Copy out these lines again, substituting "central" for "innermost" wherever it appears and changing nothing else.

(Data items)
(begin)

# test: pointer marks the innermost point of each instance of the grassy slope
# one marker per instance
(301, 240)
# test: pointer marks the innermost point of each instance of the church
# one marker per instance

(end)

> ANSWER
# test: pointer marks the central point of each instance of the grassy slope
# one marker per instance
(301, 240)
# test: pointer marks the central point of each instance of the church
# one marker per instance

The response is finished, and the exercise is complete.